Given data:

---*---

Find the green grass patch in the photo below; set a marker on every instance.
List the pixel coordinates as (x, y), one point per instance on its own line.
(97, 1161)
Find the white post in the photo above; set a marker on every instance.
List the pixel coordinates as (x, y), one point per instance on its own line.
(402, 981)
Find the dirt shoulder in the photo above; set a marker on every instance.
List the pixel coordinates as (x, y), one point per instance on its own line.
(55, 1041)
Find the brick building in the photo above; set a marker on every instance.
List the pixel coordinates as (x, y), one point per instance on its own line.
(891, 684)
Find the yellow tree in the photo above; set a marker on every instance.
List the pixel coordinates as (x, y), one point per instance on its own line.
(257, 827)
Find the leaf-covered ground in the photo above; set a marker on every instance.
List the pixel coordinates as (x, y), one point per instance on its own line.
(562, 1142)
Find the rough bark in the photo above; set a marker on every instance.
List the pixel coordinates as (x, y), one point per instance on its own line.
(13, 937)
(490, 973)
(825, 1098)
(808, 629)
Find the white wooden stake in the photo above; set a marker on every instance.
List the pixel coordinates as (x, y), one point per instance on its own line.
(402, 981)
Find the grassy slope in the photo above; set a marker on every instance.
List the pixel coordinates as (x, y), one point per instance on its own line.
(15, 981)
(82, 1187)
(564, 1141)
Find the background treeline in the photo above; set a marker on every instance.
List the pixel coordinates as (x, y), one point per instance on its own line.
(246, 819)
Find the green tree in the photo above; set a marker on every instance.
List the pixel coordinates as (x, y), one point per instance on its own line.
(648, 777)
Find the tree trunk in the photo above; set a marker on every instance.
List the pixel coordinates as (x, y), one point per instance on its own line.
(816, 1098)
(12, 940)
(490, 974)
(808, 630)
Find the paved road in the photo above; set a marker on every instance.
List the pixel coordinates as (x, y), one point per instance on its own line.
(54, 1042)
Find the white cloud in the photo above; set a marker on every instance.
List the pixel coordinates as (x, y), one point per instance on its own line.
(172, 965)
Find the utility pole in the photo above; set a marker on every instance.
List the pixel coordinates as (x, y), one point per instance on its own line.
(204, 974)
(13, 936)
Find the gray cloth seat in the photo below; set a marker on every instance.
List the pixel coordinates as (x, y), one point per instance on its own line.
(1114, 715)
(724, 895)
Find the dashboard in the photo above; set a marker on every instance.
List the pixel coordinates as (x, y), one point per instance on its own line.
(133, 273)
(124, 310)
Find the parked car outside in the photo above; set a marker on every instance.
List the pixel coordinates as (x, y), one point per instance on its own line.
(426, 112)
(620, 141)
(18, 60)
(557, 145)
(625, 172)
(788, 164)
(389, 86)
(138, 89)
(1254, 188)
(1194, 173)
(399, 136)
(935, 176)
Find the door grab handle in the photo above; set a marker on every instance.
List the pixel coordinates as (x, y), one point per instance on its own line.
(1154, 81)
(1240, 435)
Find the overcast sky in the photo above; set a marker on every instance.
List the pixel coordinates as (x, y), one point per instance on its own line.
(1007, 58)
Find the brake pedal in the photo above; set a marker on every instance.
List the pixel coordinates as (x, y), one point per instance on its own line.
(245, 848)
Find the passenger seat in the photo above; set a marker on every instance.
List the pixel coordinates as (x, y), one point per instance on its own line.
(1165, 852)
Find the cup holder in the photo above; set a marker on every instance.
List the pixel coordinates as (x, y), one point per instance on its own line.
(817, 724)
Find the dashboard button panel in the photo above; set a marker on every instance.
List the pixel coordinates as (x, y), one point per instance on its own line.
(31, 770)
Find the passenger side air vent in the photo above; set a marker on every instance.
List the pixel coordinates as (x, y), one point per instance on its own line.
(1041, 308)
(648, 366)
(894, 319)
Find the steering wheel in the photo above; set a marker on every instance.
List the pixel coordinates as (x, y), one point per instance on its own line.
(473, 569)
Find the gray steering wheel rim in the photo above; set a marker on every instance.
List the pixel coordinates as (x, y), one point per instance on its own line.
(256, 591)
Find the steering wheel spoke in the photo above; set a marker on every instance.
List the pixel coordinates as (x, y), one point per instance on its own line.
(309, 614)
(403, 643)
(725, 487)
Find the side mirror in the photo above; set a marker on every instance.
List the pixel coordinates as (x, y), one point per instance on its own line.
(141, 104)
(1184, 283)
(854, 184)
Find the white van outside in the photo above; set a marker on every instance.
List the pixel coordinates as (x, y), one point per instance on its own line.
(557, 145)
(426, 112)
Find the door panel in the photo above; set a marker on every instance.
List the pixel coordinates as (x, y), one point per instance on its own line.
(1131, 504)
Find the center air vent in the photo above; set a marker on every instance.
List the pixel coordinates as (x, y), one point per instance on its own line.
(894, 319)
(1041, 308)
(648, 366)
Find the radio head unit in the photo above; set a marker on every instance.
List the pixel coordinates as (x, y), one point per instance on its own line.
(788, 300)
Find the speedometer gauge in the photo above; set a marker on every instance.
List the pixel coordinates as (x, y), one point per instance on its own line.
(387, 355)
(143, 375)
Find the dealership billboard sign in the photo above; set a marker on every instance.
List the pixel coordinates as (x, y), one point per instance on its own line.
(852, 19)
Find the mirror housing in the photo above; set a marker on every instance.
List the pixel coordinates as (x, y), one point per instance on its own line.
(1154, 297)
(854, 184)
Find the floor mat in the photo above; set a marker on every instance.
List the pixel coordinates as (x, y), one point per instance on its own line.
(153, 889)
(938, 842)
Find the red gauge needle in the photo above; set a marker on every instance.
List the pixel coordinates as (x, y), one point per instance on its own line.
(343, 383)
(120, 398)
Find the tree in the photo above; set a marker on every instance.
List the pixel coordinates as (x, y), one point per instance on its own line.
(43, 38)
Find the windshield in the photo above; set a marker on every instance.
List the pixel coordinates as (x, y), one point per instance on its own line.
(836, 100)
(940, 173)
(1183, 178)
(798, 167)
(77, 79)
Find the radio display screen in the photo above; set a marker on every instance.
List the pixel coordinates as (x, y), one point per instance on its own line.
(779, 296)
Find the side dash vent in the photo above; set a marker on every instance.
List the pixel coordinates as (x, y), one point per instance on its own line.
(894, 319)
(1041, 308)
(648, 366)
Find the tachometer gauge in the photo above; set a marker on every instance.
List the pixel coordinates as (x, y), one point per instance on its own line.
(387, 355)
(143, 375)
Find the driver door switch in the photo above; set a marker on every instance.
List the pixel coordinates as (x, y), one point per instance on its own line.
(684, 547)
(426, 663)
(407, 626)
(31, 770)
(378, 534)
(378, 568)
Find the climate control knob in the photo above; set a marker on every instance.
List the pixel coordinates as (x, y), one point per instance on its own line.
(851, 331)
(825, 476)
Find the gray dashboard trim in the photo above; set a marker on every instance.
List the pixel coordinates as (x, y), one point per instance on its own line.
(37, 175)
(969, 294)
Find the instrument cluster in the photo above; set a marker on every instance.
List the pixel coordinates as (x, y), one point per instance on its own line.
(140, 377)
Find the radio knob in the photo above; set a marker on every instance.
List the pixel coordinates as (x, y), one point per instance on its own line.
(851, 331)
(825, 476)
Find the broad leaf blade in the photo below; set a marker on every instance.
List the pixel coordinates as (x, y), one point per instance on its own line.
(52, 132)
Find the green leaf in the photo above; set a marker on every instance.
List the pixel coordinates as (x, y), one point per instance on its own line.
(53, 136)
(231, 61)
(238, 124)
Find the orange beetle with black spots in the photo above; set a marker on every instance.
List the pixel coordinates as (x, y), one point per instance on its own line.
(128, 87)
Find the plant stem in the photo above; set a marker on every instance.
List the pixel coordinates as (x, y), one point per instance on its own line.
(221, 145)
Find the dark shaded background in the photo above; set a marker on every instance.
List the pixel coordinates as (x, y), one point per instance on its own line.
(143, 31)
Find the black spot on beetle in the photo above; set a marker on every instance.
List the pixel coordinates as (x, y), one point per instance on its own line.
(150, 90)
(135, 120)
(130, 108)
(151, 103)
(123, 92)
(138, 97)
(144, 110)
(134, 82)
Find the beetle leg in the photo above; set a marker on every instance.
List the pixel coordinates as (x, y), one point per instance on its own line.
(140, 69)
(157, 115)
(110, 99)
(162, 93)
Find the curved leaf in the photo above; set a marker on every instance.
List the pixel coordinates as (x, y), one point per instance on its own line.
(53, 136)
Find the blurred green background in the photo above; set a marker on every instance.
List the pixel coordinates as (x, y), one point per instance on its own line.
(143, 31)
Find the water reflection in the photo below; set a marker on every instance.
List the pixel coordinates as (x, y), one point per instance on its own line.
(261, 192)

---*---

What the task asks:
Please rescale the stretch from the line containing "Find the white van" through the line containing "(1131, 504)", both ends included, by multiplying every coordinate in the answers by 1.65 and rounding to whole numbers, with halves rounded up. Give all of those lines again with the requests left unchanged, and nothing else.

Exercise response:
Find the white van outside in the photo above; set a marker on every instance.
List the pixel coordinates as (x, y), one point per instance on its own line.
(919, 239)
(703, 185)
Find the door panel in the photo above; set a marker on every instance.
List the pixel coordinates as (x, y), one point per instance on its own line.
(1866, 832)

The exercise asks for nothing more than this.